■ Entries:
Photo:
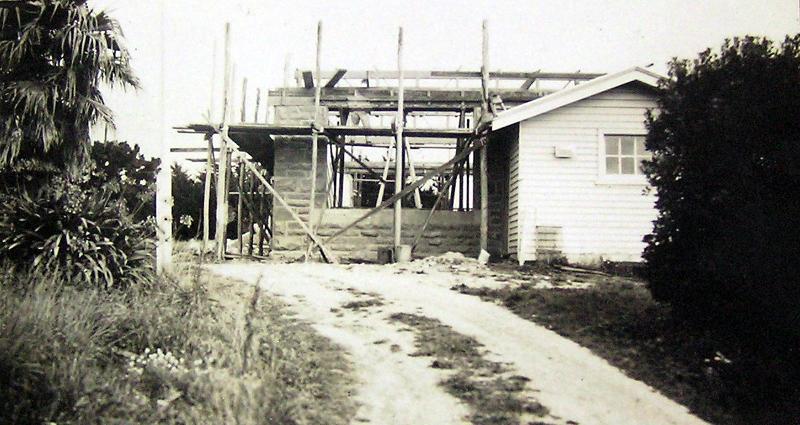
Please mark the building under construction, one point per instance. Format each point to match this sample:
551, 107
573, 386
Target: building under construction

■ What needs to be done:
Could you extract every text line from the listing above, word for word, and leave the pictures out?

■ Finished answer:
Photo:
Please mark the building under construction, one point per instance. Format each point to match this sample:
551, 107
573, 386
Target: building under construction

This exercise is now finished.